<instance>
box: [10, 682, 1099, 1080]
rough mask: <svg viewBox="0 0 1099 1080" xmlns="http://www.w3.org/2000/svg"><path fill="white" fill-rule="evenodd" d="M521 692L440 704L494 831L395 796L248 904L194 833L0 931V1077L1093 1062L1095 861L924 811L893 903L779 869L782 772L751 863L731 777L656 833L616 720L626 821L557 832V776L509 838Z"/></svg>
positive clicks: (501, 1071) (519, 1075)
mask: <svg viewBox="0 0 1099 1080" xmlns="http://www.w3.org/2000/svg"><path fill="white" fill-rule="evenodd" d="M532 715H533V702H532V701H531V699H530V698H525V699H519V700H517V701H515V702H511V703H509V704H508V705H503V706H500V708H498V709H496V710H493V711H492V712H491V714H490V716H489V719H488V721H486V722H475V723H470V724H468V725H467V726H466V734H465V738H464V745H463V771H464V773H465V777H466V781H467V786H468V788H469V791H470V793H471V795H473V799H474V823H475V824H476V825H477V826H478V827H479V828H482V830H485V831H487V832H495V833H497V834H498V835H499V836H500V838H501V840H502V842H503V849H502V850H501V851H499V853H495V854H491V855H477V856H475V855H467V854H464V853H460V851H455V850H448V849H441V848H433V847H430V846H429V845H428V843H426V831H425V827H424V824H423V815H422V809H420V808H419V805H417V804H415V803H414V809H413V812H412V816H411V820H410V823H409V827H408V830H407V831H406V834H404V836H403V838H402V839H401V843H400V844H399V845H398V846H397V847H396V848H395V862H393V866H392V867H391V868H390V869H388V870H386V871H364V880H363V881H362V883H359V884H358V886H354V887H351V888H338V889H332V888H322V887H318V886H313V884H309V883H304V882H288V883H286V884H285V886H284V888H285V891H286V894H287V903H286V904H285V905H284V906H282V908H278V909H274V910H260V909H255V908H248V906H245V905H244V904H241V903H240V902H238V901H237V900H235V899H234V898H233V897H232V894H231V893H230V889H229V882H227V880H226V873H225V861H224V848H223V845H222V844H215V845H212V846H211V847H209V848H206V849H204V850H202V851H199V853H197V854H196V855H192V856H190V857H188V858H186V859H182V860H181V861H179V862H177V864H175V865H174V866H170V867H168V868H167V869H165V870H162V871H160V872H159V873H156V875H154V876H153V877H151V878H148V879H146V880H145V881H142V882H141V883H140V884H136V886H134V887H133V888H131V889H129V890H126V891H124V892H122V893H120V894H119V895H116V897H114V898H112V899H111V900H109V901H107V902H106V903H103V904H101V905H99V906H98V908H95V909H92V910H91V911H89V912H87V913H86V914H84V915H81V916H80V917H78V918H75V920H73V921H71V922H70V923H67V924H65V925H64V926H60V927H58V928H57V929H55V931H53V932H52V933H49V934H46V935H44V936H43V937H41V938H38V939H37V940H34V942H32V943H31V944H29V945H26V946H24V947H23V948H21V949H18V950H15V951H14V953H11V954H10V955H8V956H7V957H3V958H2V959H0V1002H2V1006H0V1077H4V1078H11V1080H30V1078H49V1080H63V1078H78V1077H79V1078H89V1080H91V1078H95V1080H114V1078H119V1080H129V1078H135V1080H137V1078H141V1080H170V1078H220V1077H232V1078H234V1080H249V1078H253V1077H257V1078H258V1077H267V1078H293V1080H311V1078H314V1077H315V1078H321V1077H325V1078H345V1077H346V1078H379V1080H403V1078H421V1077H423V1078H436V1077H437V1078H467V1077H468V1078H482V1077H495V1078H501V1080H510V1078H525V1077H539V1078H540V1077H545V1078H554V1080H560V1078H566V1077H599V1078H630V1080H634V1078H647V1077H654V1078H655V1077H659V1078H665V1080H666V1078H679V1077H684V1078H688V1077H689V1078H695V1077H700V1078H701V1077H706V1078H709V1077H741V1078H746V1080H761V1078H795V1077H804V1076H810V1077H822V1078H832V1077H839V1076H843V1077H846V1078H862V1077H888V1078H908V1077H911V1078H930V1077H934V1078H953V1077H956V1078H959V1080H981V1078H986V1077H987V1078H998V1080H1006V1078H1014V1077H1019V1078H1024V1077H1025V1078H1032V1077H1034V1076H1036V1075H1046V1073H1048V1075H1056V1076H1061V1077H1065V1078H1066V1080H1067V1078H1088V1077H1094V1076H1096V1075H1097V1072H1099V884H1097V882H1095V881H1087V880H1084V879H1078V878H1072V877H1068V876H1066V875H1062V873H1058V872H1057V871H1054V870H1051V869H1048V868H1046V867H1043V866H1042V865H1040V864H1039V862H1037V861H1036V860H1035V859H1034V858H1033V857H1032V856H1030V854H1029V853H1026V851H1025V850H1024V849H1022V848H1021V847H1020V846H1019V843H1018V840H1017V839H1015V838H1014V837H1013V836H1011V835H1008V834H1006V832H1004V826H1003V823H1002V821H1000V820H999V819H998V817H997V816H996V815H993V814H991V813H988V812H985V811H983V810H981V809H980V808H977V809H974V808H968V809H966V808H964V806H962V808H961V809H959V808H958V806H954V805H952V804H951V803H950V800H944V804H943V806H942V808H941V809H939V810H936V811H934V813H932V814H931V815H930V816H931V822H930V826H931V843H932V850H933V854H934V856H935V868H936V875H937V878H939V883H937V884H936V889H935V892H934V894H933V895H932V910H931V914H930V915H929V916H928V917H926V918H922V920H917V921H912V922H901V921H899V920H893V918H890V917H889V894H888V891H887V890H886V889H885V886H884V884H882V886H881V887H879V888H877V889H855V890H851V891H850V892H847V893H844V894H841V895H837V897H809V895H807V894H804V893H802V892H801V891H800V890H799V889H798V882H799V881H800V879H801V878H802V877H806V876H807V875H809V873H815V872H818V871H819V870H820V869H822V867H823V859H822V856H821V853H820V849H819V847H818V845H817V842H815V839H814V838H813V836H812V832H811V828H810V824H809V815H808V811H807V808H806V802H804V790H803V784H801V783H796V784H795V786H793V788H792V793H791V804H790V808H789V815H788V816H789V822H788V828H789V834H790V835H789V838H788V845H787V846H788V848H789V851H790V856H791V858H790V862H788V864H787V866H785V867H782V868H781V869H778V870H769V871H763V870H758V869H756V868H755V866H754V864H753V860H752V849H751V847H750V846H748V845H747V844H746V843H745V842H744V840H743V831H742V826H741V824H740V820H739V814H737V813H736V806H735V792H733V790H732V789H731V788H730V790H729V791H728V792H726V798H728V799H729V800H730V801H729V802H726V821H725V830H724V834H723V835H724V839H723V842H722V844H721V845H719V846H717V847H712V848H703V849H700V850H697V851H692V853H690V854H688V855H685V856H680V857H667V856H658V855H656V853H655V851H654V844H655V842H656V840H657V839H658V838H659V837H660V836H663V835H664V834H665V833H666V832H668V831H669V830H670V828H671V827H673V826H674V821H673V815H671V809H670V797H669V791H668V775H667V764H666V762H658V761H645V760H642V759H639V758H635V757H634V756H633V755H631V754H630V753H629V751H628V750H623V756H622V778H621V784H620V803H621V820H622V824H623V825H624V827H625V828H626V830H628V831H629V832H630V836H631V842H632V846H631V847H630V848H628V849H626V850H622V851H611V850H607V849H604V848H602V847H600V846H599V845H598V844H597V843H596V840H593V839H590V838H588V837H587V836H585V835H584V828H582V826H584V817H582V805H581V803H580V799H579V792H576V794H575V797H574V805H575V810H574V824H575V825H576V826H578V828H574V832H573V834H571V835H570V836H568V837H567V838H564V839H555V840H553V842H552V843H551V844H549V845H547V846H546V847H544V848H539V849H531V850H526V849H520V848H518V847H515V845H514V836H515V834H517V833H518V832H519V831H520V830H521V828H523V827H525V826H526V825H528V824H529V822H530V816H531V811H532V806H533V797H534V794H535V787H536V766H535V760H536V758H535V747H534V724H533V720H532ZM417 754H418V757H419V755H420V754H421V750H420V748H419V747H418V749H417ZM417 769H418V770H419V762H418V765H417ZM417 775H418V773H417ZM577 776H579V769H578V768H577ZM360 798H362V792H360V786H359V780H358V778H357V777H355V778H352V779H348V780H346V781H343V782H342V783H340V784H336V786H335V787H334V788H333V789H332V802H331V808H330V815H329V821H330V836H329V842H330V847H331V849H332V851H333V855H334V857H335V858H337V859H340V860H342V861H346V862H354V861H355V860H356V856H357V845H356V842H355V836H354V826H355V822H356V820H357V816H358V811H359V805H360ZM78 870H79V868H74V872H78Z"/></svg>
---*---
Rewrite the material from its first line through the line containing "positive clicks: (501, 1071) (519, 1075)", changing "positive clicks" to "foreground clicks" and keeping everything else the same.

<instance>
box: [10, 682, 1099, 1080]
rough mask: <svg viewBox="0 0 1099 1080" xmlns="http://www.w3.org/2000/svg"><path fill="white" fill-rule="evenodd" d="M521 692L440 704L494 831L395 796L248 904L194 833L0 931V1077L1093 1062L1095 861L924 811L893 903L779 869L782 772L751 863L731 777L656 833L616 720L626 821L557 832V776L509 838Z"/></svg>
foreground clicks: (501, 1071) (519, 1075)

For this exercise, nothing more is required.